Excerpt provided -

◆ ◆ ◆

And Fox, unlike most, doesn’t keep quiet about it.
“That we have this two-tiered system is a disgrace. The way we treat people who cannot afford to pay for private care is a disgrace. What happened to me – what is happening to other people, even as I write this – is a disgrace.”
Fox is a freelance journalist, a gig worker, a labourer, a server, a 30-something, working class person struggling to make rent. Rent that is only going up and up. A chapter is titled “Other People’s Houses, rent is documented by dollar value, whether or not utilities were included, and by year.” For homeowners, the chapter is deliberately unsettling.
Fox came to the Yukon in 2012 and found work plentiful, but the housing situation dire. During three years of being housing insecure, Fox interviewed the former minister responsible for the Yukon Housing Corporation, Pauline Frost, while homeless and living in a van.
Fox told the News in an interview May 26 that they’d “watched the territory get more and more expensive, and have less and less options for working class people over the last decade.”
Fox is critical of the Whitehorse elites, the government workers and the resources extractors who congregate in the capital city. Fox cites the median household income disparity between Whitehorse’s $93,600 and Ross River’s $45,000, which is half of the median income of Whitehorse.
“Folks in the communities, especially rural folks, tend to make less money because they don’t have access to those government jobs,” Fox says, “The disparity is incredible.”
Fox’s heart lies with the working class, people who labor in low paying jobs and do not own property. The dedication in the book reads: “For my people, the working classes, who cook the meals and pick the fruit, who serve the tables and stock the shelves, who work the gigs and deliver the orders. We are the makers and builders and doers of this world, and all that is in it belongs to us.”
The book is Fox-raw: railing, angry, and exposed.
“The book is incredibly vulnerable. I’m incredibly blunt, and really upfront with some very difficult things. And I pull no punches.”
They add, “And that will not be a surprise to anyone who has ever read anything I’ve ever written”.

◆ ◆ ◆

Data excerpts -
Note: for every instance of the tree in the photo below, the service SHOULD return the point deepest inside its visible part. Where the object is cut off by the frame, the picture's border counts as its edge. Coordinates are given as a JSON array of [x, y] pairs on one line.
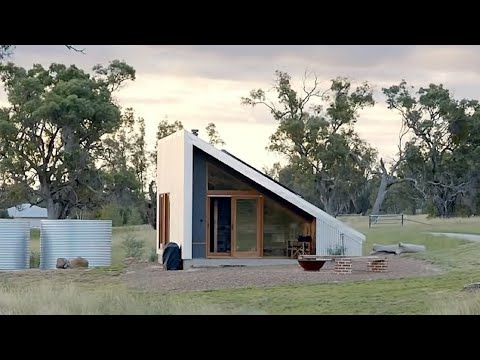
[[439, 124], [123, 167], [213, 136], [318, 140], [54, 125], [164, 129], [388, 178]]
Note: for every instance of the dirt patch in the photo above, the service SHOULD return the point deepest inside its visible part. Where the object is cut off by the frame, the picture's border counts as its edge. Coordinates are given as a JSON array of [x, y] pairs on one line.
[[152, 276]]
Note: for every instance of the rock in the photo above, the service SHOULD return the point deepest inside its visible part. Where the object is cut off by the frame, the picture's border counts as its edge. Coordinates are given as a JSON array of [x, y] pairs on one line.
[[77, 262], [61, 263]]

◆ ◆ ◆

Given instruction A -
In the excerpt about Fox's book, transcribe the passage word for word, beginning at the words "Fox’s heart lies" and stopping after the words "angry, and exposed.".
Given instruction B -
According to the excerpt about Fox's book, in what year did Fox come to the Yukon?
Given instruction C -
Extend the excerpt about Fox's book, picking up after its final sentence.

Final result A -
Fox’s heart lies with the working class, people who labor in low paying jobs and do not own property. The dedication in the book reads: “For my people, the working classes, who cook the meals and pick the fruit, who serve the tables and stock the shelves, who work the gigs and deliver the orders. We are the makers and builders and doers of this world, and all that is in it belongs to us.”
The book is Fox-raw: railing, angry, and exposed.

Final result B -
2012

Final result C -
This Has Always Been a War is a mix of essays and stories, some previously published, many not. The book takes a longer view. The book looks back to childhood and why it matters, and how the truths that came to be, remain. And then, can change.
Fox spreads their arguments through a read of incidents, accidents and injustices; through jobs and locations linked together with perseverance and hard work.
Fox wields a pointy stick at systems of preference that ignores those without financial means, skin tones other than white, or varied genders and sexual orientations. A system that serves to make those most like it, more comfortable.
For example, reflecting upon Saltspring Island, British Columbia, Fox describes the split between the landowners and workers on the well-groomed island.
“It was an island of the rich and their servants.”
They described how that the only places to live were on landowners’ property who wanted labour in return for lodging.
In another chapter, while thinning fruit in the B.C.’s Okanagan region, Fox wrote, “I just want to know why one man should have two houses and an orchard full of fruit when other people in his village don’t even have a bed and a place to keep their beer cold.”
But Fox looks beyond. A childhood chapter reveals the stubborn harshness of their brutish father, yet recognizes that he is not just one thing. Fox understands the complexity of the human condition, and a larger rationale of the systems that created it.
“There’s no one story, no one straight narrative that can be told about a person, no matter how much we would like there to be,” Fox writes.
The book’s back-and -forth moves between specific events, and huge ideas. Small incidents are juxtaposed with larger concepts.
Fox writes, “Every little act of cruelty, whether intentional or not, makes us a little less than we were, than we would have been. It takes something from us. That’s what patriarchy is. That’s what capitalism is.”
“We cannot be absolved of responsibility for our actions. It’s okay to buy sneakers made in sweatshops and to drive gas-guzzling, carbon monoxide-spewing SUVs and to live guiltlessly on stolen land, because that’s just how it is.”
Fox challenges the status quo, and believes in our ability to change. They write: “So many things, really, are the way they are because we are taught — because we assume — that the way things are, is the way things have to be.”
“The way the world is today, right now, is not the way it has to be.”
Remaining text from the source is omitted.